# New pup



## codyh (Mar 30, 2009)

This is a Red Leopard Catahoula, Hammer we just got, love em already











Love his colors, and this is him and my little bro taking a walk


----------



## bayou_boy_22 (Mar 13, 2009)

That dog looks awesome man.


----------



## walker (Apr 5, 2009)

man thats a good lookin pup .. when i was in high school i had a black mouth kerr catahoula mix .. he was a good dog


----------



## Big D (Jun 23, 2009)

awwwwwww


----------



## phreebsd (Dec 16, 2004)

what a sweet little pup!


----------



## Metal Man (Dec 17, 2008)

Nice looking pup! You gonna train him for hunting or is he gonna be a companion dog?


----------



## Offroadin89 (Oct 28, 2009)

cool lookin lil pup! kinda looks like my pup. shes a blue mearl australian shepard. mines just got a lot of hair haha








this one shes drivin lol


----------



## codyh (Mar 30, 2009)

Metal Man said:


> Nice looking pup! You gonna train him for hunting or is he gonna be a companion dog?


 
I dont know yet, he might come squirrel hunting and might make him a blood dog, but dont know yet


----------



## derk (Nov 24, 2009)

Awesome lookin dogs! I love it when they're puppies and have the puppy breath and it's so hard to pop them when they mess up. Seems that after that they're a little rebelious until they get old and lazy.


----------



## codyh (Mar 30, 2009)

He was playful tonight, when he got done running around,he plopped right where he was and started to fall asleep haha


----------



## Polaris425 (Dec 16, 2004)

aaaaaaaaaaaaaaaaaaawwwwwwwww :bigok:


----------

Saved entries:
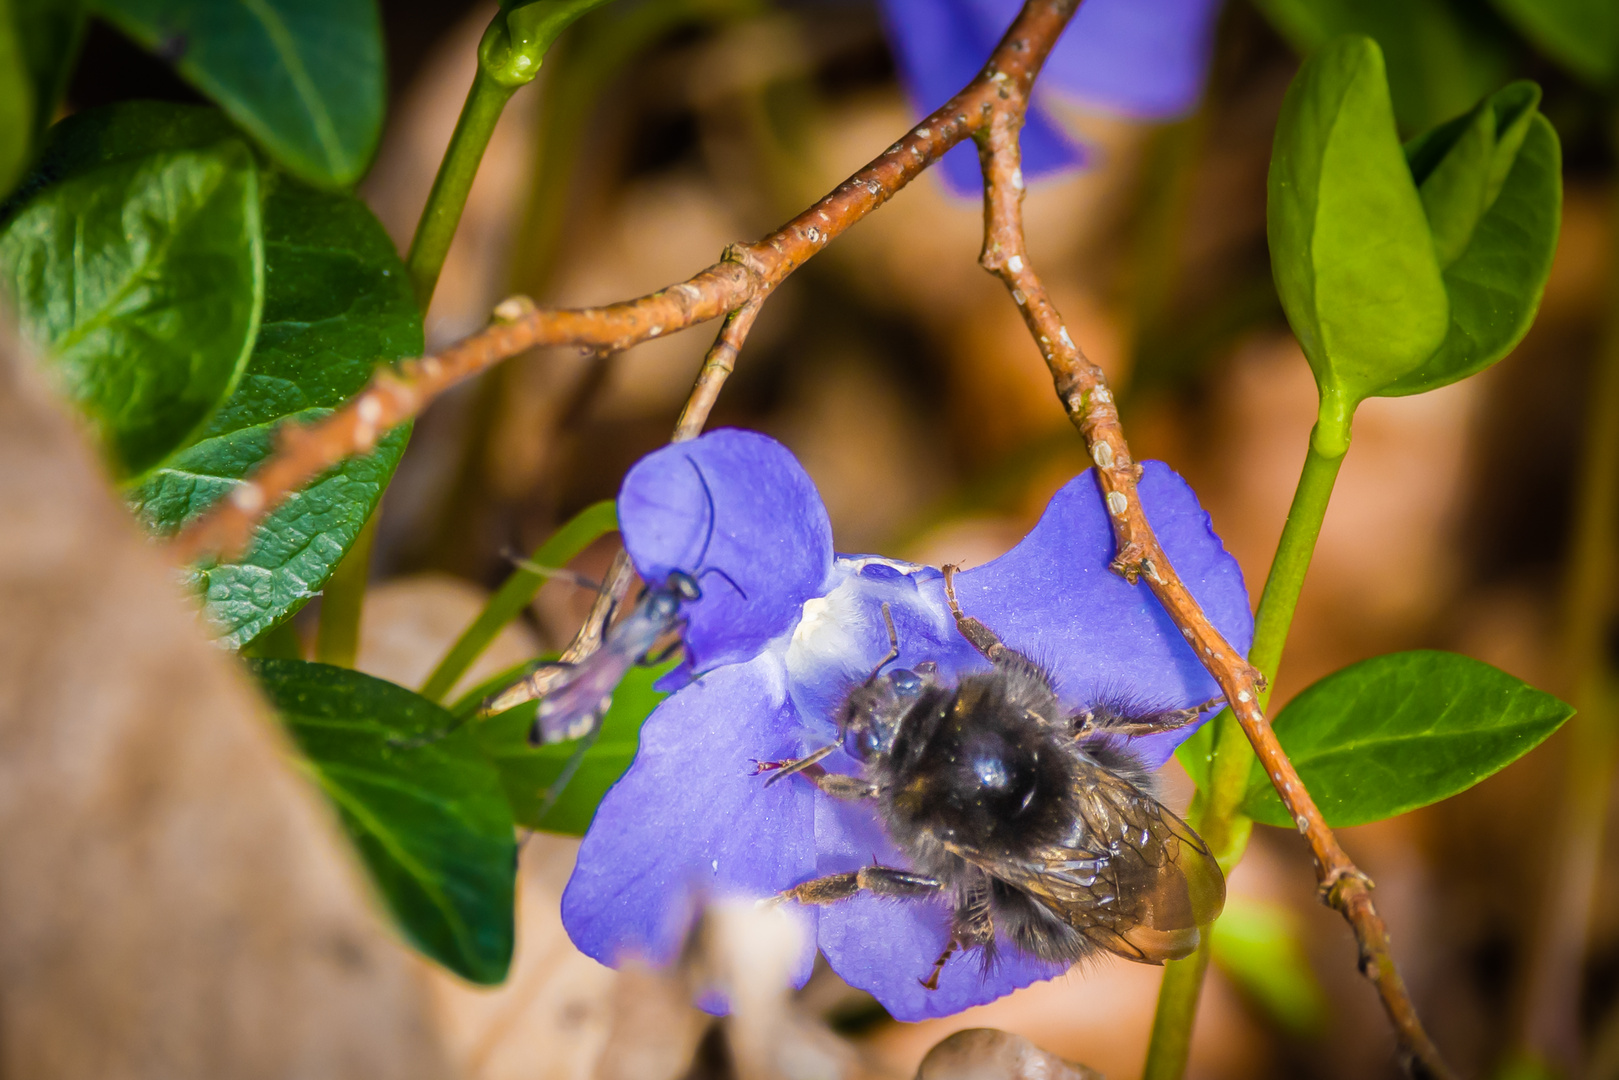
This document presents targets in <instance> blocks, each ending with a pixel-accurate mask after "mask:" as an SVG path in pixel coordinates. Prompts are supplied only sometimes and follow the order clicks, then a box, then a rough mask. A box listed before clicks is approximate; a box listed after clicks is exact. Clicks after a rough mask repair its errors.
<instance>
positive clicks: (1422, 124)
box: [1255, 0, 1519, 131]
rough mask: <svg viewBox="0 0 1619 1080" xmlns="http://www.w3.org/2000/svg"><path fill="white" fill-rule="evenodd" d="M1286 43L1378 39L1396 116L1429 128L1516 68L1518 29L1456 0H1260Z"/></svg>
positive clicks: (1294, 45)
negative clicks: (1517, 38)
mask: <svg viewBox="0 0 1619 1080" xmlns="http://www.w3.org/2000/svg"><path fill="white" fill-rule="evenodd" d="M1255 6H1258V8H1260V11H1261V13H1263V15H1264V16H1266V18H1268V19H1269V21H1271V24H1273V26H1276V29H1277V31H1281V34H1282V36H1284V37H1285V39H1287V42H1289V44H1290V45H1292V47H1294V49H1295V50H1298V52H1300V53H1302V55H1308V53H1311V52H1315V50H1316V49H1319V47H1323V45H1326V44H1328V42H1329V40H1332V39H1334V37H1339V36H1341V34H1365V36H1368V37H1371V39H1373V40H1376V42H1378V45H1379V47H1381V49H1383V57H1384V60H1386V62H1387V70H1389V96H1391V99H1392V102H1394V115H1396V118H1397V120H1399V123H1400V128H1402V130H1405V131H1425V130H1426V128H1431V126H1434V125H1436V123H1439V121H1443V120H1449V118H1451V117H1454V115H1457V113H1460V112H1465V110H1468V108H1472V107H1473V102H1477V100H1478V99H1480V97H1483V96H1485V94H1488V92H1489V91H1493V89H1494V87H1496V86H1501V83H1502V81H1504V79H1506V78H1507V76H1509V74H1511V73H1512V68H1514V66H1515V60H1517V55H1515V53H1517V52H1519V49H1517V47H1515V42H1514V40H1512V34H1511V32H1507V31H1506V29H1504V28H1502V26H1501V24H1499V21H1496V19H1491V18H1488V13H1483V11H1480V10H1478V8H1477V6H1475V5H1472V3H1455V2H1454V0H1255Z"/></svg>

- Tasks
**a.** Reproduce the stretch of the puppy thread from "## Metal Man" through "(Oct 28, 2009)", substituting "family pet" for "companion dog".
**b.** Answer these from the puppy thread:
(i) What kind of dog is Hammer?
(ii) What does codyh say Hammer might be made into?
(iii) What did Hammer do when he finished running around?
**c.** List every dog breed or mix named in the puppy thread.
None of the data is needed.

- Exercise responses
**a.**
## Metal Man (Dec 17, 2008)

Nice looking pup! You gonna train him for hunting or is he gonna be a family pet?


----------



## Offroadin89 (Oct 28, 2009)

**b.**
(i) A Red Leopard Catahoula.
(ii) A blood dog.
(iii) He plopped right where he was and started to fall asleep.

**c.**
Red Leopard Catahoula
black mouth kerr catahoula mix
blue mearl australian shepard